» Requirements
Echo the following lines verbatim, starting at the line containing "the tree canopy" and ending at the line containing "15, 62, 41, 65", with both of those lines included.

(Stored data entries)
───

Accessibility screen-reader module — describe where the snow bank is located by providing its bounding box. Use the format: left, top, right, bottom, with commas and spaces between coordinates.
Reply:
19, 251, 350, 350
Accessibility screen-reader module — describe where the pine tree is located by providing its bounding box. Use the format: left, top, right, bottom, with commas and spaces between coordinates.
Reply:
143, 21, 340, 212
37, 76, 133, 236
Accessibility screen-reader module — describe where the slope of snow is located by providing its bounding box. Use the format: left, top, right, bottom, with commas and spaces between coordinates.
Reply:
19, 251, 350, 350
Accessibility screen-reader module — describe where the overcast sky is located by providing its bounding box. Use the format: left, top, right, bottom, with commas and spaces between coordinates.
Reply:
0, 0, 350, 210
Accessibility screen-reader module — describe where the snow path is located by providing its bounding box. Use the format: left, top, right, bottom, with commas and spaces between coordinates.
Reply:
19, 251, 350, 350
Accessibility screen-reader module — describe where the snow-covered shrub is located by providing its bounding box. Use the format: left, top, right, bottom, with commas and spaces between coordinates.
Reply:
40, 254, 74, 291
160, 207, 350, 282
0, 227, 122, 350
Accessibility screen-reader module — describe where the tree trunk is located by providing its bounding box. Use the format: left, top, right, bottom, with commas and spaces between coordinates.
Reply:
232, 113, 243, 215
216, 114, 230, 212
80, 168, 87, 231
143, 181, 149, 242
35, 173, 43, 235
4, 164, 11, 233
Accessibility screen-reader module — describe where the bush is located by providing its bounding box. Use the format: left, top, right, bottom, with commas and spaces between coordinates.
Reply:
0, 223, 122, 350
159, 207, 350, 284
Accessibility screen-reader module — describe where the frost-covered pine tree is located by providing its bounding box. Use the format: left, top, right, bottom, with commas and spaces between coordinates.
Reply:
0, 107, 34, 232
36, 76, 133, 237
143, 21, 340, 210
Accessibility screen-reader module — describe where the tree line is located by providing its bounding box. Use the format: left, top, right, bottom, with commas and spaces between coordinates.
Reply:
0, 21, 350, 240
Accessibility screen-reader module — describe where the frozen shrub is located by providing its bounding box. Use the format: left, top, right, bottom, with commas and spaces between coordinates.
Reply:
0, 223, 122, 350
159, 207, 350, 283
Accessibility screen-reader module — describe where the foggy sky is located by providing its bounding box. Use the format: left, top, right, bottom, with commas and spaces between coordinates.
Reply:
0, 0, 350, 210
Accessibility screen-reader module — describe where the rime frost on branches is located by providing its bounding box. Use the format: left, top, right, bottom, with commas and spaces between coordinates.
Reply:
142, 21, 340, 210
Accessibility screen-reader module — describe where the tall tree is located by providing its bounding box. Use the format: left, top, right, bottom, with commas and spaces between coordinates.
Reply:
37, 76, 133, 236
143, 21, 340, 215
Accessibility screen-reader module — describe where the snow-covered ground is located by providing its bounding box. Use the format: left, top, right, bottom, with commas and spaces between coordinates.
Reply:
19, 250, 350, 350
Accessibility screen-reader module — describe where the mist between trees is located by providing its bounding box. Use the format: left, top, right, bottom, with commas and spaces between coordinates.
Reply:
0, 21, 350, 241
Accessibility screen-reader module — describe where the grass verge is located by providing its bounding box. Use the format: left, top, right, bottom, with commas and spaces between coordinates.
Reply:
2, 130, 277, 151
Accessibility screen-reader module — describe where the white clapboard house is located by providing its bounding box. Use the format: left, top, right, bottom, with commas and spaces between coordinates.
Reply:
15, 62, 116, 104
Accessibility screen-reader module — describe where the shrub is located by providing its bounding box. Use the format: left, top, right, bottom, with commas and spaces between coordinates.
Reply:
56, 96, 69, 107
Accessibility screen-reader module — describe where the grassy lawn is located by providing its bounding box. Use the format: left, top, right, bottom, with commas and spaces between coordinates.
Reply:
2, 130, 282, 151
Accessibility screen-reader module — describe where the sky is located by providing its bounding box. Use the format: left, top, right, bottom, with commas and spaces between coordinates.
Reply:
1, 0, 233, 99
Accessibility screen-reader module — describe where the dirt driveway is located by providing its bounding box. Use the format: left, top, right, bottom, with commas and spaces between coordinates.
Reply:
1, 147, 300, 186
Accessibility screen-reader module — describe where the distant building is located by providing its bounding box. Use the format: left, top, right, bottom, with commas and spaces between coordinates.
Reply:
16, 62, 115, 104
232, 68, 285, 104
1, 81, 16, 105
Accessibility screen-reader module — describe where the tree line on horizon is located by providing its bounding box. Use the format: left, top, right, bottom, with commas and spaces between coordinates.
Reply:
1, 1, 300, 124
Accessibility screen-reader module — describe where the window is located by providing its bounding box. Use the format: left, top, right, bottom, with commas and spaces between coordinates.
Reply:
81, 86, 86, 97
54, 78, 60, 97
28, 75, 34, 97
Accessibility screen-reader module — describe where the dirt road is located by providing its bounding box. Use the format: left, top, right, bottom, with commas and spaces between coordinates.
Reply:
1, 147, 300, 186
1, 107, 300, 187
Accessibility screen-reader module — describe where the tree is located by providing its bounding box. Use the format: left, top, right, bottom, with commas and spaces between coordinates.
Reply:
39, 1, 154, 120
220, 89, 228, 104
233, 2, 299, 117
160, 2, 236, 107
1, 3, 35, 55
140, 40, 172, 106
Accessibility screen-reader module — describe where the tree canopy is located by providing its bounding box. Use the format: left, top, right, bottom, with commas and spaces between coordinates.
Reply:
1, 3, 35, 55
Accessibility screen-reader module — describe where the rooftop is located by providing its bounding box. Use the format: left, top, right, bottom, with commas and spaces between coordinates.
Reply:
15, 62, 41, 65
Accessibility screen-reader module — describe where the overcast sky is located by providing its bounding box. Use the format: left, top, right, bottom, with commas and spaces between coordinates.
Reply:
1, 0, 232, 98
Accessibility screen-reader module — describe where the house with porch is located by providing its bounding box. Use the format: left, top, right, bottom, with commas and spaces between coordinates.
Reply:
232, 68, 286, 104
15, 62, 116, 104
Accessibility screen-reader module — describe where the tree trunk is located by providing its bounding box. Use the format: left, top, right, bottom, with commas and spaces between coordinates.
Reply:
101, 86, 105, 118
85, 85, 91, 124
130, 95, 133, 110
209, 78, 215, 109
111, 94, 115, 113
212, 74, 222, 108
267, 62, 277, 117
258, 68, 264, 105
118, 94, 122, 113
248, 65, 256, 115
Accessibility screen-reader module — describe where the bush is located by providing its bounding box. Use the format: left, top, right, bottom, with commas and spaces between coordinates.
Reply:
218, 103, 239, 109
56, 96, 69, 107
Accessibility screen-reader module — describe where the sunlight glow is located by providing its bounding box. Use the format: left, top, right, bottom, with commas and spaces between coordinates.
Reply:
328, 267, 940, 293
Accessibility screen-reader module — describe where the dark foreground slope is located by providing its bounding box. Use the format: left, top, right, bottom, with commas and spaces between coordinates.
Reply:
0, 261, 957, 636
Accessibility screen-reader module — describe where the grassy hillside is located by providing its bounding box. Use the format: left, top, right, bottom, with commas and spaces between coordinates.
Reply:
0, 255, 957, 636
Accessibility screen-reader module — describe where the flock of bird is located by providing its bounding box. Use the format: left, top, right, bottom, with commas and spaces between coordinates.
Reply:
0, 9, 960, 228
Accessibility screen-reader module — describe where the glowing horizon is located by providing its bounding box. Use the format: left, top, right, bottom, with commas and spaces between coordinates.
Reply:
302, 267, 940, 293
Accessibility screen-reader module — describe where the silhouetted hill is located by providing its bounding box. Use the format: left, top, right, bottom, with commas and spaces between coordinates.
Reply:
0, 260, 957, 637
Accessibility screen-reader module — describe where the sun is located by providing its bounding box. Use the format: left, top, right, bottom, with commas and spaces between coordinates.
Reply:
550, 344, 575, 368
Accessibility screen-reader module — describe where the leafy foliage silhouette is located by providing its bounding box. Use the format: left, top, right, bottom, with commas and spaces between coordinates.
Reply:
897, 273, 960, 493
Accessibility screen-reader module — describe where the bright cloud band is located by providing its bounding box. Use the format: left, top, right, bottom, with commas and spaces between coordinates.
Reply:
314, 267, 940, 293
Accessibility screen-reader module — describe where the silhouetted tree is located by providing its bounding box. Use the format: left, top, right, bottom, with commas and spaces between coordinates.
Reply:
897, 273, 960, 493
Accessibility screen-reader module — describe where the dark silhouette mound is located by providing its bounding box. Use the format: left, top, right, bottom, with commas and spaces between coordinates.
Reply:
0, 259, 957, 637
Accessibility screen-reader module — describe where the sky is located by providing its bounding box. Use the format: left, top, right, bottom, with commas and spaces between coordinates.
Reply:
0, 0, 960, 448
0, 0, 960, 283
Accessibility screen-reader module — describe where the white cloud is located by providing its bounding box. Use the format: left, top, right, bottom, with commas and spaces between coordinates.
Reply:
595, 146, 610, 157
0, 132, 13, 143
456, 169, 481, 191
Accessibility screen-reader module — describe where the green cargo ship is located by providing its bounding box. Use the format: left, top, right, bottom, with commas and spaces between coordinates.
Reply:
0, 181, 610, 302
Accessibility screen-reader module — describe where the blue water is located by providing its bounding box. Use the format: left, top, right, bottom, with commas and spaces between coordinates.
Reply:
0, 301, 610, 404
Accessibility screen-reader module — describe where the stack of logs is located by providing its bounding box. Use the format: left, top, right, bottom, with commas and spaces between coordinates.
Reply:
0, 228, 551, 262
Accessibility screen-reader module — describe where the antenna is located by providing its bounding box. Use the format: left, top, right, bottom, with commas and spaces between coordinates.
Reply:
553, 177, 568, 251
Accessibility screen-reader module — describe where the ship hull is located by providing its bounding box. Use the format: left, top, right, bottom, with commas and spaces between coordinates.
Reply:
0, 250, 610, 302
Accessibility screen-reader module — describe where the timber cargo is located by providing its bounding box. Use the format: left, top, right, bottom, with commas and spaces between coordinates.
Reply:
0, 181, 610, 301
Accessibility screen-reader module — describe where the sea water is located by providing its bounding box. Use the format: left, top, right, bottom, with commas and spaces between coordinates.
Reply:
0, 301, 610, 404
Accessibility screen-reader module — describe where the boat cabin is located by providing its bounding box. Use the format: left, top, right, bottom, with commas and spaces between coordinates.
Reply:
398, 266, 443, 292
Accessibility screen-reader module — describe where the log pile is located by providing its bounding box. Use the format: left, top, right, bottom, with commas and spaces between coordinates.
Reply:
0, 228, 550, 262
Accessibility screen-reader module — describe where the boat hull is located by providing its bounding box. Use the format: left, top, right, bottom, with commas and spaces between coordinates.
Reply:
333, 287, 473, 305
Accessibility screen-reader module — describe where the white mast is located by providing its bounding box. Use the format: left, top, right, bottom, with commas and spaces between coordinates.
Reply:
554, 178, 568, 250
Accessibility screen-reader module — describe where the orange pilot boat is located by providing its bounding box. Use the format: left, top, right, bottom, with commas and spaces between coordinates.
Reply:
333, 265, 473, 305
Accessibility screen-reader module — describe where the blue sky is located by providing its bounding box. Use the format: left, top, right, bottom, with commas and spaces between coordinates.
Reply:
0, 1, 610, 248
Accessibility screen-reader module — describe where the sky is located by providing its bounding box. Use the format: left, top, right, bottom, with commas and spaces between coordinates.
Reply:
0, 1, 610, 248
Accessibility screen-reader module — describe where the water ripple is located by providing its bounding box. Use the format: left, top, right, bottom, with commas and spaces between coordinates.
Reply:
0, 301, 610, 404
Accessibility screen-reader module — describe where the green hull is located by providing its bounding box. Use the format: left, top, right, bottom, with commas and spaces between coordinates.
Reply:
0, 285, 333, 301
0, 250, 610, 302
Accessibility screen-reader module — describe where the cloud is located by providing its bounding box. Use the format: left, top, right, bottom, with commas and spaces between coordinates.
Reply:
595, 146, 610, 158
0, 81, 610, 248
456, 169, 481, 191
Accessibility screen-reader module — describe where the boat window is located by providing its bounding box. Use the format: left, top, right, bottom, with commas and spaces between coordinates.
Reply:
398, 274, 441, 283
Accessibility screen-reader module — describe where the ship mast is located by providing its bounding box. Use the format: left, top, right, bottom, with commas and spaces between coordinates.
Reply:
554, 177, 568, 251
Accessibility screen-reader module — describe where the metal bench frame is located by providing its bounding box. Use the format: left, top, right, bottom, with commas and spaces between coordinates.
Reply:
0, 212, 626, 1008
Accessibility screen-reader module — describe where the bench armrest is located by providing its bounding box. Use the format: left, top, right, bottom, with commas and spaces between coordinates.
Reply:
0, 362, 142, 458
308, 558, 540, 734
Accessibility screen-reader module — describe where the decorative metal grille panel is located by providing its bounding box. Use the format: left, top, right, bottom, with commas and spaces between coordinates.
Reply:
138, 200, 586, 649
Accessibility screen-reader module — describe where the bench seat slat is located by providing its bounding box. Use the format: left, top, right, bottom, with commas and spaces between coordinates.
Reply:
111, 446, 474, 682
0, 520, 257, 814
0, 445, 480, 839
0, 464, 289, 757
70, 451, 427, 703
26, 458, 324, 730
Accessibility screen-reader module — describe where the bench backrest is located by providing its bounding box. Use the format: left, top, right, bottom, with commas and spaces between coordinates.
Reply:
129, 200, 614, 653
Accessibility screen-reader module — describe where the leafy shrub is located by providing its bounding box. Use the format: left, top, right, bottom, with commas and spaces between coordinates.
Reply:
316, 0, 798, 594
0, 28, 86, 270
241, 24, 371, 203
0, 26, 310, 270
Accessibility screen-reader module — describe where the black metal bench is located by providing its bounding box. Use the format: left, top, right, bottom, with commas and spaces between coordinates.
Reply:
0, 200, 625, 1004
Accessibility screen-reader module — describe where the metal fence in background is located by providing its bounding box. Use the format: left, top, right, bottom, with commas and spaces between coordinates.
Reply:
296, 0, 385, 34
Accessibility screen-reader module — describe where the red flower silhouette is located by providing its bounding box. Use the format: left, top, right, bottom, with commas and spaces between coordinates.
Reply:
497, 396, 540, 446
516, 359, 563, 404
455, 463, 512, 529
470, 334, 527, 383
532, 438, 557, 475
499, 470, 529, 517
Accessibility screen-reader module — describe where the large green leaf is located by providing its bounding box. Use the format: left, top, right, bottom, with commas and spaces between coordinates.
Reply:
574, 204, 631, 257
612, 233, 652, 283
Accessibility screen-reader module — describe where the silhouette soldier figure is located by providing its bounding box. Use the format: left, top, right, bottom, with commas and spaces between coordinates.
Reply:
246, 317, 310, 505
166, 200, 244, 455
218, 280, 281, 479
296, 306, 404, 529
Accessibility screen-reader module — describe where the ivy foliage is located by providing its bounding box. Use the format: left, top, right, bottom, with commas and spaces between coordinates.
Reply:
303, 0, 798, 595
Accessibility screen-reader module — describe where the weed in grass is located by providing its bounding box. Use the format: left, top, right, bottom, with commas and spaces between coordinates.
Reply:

───

» Exercise response
Accessibility screen-reader module — describe where the tree canopy is located by providing its bounding box. Use the format: left, top, right, bottom, with commas and spaces between coordinates.
Reply:
1, 3, 35, 55
Accessibility screen-reader module — describe where the rooftop is located by providing its bounding box. Use the format: left, top, right, bottom, with commas and spaces between coordinates.
Reply:
15, 62, 41, 65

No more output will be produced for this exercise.